> [Record set]:
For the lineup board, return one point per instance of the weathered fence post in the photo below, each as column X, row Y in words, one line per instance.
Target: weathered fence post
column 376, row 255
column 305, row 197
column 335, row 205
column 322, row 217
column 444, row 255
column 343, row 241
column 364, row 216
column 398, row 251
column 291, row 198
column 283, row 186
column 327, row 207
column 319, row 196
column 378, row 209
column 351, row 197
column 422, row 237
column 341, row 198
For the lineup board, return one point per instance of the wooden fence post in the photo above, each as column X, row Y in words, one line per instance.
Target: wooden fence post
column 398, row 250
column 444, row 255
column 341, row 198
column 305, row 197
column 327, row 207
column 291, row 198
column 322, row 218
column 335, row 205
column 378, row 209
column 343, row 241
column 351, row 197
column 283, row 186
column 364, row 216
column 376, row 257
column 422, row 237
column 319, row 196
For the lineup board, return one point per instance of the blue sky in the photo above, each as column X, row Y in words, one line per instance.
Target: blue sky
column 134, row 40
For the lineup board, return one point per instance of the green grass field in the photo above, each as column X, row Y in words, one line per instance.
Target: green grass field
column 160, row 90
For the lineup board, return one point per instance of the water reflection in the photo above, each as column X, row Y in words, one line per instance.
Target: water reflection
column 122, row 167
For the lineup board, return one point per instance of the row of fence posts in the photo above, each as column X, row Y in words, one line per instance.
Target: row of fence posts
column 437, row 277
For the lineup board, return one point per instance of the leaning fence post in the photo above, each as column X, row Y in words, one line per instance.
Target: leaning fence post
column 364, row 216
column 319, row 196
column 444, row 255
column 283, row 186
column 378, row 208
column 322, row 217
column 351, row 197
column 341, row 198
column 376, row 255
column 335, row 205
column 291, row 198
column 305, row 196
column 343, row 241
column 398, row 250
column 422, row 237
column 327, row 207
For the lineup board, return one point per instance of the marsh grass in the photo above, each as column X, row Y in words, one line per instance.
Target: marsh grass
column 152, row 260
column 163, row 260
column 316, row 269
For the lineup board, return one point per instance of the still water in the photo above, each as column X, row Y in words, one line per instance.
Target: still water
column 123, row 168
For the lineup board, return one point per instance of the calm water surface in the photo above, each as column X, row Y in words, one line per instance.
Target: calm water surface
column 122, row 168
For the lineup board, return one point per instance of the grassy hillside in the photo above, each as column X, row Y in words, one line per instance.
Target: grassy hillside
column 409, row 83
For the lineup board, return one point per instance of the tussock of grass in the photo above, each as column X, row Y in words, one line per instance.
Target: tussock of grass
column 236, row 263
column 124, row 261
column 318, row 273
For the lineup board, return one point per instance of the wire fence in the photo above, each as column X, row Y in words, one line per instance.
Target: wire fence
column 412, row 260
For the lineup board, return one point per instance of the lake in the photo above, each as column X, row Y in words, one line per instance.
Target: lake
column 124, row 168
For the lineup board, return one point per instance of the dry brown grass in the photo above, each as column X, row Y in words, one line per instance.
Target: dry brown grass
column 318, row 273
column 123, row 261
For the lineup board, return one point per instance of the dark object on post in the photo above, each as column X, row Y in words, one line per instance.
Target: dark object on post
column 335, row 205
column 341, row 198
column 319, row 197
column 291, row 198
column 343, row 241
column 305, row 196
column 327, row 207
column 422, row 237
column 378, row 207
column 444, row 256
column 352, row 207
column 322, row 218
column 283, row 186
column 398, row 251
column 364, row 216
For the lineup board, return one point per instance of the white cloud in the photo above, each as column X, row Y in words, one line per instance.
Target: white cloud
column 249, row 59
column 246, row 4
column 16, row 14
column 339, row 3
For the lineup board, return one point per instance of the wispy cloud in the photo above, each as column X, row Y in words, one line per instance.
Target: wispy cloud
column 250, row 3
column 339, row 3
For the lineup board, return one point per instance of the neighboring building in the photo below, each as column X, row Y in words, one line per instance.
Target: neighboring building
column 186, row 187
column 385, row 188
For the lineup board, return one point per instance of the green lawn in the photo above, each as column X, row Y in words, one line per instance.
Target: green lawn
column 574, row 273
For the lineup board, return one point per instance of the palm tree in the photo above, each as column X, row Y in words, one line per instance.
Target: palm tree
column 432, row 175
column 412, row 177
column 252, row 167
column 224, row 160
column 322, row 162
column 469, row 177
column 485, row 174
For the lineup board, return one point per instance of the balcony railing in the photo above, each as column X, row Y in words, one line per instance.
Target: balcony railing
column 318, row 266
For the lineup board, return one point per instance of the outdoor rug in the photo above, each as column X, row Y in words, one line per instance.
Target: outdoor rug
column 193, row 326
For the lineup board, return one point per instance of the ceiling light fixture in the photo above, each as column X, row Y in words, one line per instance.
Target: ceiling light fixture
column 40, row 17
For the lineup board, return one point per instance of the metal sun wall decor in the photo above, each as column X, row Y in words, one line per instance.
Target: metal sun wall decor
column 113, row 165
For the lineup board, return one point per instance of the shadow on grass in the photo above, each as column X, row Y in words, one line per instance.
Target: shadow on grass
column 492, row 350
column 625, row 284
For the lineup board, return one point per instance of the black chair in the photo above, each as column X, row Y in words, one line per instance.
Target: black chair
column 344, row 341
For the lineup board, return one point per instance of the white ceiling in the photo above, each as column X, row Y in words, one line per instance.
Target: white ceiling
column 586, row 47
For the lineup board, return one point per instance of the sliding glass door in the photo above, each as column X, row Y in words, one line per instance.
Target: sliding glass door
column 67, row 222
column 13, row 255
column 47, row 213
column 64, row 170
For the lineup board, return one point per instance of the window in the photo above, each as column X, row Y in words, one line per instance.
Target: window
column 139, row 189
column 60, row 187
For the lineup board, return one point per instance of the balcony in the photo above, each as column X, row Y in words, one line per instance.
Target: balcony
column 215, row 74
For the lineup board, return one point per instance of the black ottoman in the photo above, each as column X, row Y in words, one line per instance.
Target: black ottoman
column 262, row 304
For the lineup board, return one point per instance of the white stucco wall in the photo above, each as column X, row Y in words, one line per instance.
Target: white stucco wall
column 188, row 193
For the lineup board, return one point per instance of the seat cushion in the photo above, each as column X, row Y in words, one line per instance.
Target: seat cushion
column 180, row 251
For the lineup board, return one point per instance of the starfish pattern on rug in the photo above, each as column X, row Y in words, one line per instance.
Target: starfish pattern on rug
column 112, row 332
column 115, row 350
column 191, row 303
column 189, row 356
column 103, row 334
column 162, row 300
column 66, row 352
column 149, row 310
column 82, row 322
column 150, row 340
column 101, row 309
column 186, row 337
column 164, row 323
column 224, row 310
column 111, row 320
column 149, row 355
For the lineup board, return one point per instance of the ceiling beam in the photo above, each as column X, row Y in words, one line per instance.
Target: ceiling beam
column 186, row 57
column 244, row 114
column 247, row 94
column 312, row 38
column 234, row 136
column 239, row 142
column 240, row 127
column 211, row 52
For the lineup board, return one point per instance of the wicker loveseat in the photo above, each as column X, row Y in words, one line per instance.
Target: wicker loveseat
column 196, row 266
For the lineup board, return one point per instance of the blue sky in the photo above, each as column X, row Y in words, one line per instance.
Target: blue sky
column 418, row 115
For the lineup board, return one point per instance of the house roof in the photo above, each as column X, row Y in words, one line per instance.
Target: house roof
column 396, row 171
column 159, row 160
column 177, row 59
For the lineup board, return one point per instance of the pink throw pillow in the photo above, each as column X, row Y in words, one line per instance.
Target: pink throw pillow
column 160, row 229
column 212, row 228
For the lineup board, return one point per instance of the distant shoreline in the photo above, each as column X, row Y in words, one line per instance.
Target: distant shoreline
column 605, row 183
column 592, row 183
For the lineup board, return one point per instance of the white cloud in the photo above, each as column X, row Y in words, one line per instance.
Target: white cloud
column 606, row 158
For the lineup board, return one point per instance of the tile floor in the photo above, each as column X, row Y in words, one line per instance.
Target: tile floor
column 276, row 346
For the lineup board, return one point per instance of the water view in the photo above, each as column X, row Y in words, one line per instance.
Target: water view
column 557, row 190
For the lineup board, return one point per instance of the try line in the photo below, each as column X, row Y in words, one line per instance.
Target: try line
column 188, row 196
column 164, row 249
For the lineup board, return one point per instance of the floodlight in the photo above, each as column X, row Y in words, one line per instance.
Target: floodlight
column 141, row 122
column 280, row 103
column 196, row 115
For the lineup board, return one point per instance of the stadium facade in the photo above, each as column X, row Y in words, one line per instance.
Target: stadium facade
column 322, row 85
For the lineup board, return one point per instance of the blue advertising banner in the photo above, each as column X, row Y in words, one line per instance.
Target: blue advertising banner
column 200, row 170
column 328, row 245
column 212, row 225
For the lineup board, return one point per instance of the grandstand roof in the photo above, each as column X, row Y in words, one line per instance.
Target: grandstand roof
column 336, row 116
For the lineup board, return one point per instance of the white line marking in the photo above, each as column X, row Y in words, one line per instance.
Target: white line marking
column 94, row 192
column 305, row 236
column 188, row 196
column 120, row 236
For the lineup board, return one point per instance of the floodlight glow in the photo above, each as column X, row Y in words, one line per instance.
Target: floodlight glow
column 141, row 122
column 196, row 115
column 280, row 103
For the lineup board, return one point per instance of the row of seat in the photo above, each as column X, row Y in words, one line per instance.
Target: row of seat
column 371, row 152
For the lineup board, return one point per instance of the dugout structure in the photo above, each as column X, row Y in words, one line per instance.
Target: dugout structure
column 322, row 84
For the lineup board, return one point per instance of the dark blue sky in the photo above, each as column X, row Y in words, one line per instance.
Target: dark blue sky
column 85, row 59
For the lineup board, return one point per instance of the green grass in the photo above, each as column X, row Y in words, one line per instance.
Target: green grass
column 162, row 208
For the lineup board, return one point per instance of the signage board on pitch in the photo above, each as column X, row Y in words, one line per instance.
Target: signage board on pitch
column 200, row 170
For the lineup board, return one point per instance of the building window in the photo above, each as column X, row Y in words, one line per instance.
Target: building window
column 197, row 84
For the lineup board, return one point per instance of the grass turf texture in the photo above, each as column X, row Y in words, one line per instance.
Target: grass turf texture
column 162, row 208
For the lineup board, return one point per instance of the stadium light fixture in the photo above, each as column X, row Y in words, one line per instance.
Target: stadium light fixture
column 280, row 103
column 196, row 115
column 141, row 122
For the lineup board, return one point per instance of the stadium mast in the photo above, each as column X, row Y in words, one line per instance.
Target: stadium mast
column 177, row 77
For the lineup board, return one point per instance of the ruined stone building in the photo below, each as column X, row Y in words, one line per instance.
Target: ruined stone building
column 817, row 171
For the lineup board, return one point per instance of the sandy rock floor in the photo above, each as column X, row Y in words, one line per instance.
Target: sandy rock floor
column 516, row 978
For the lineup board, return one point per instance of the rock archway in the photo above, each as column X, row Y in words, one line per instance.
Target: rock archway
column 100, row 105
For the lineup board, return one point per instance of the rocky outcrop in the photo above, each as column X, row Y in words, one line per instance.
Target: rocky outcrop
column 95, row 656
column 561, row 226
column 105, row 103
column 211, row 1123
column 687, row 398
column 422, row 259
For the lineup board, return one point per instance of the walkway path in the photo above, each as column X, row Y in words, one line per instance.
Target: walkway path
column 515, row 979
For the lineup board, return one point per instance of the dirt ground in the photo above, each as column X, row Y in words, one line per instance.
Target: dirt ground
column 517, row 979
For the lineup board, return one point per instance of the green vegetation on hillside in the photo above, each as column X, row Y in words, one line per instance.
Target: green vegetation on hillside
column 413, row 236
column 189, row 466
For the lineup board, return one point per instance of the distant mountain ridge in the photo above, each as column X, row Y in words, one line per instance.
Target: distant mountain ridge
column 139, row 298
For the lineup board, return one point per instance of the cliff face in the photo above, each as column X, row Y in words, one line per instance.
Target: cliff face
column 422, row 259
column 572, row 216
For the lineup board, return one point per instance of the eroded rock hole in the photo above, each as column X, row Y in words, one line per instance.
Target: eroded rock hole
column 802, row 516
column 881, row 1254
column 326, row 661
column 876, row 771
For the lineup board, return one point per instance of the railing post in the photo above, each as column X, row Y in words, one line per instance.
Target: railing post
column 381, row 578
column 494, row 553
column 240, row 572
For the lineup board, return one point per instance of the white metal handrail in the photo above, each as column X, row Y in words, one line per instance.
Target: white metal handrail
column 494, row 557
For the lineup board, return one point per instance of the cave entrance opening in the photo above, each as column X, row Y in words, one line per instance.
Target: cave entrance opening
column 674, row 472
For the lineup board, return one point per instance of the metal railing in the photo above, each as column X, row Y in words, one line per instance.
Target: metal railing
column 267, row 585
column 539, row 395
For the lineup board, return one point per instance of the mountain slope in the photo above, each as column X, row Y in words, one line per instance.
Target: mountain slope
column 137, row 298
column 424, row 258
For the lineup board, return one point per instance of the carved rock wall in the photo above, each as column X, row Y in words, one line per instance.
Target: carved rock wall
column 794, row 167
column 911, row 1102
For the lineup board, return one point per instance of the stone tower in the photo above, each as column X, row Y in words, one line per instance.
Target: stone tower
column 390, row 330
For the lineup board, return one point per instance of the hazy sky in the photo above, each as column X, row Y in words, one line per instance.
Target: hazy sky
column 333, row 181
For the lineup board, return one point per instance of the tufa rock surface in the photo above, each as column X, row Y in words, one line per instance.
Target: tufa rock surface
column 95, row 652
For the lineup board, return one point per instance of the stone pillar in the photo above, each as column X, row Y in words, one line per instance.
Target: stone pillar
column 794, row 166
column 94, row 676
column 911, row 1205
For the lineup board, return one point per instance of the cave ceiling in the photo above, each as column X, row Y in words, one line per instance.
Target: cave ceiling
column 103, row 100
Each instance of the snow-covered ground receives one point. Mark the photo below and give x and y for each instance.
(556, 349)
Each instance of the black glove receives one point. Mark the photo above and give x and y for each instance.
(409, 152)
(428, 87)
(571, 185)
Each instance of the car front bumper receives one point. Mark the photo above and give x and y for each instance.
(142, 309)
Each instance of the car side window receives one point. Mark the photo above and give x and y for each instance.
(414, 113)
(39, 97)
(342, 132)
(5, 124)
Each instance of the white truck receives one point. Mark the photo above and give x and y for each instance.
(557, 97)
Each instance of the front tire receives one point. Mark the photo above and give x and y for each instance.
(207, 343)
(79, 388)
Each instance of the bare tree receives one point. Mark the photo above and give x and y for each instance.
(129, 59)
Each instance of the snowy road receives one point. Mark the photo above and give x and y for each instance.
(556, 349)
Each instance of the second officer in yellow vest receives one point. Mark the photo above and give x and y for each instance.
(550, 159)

> [Aim]: Please start at the line that has "of the carved" and stop after the line that has "column 390, row 330", writing those lines out again with "stone tower" changed to "watchtower" and everything else left as it is.

> [Task answer]:
For the lineup board, return one point per instance of the carved rock wall in the photo above, each as column X, row Y in words, one line per instance.
Target: carved rock wall
column 794, row 167
column 911, row 1102
For the lineup board, return one point per instance of the watchtower in the photo above, each as column X, row Y in words, one line per instance.
Target: watchtower
column 390, row 330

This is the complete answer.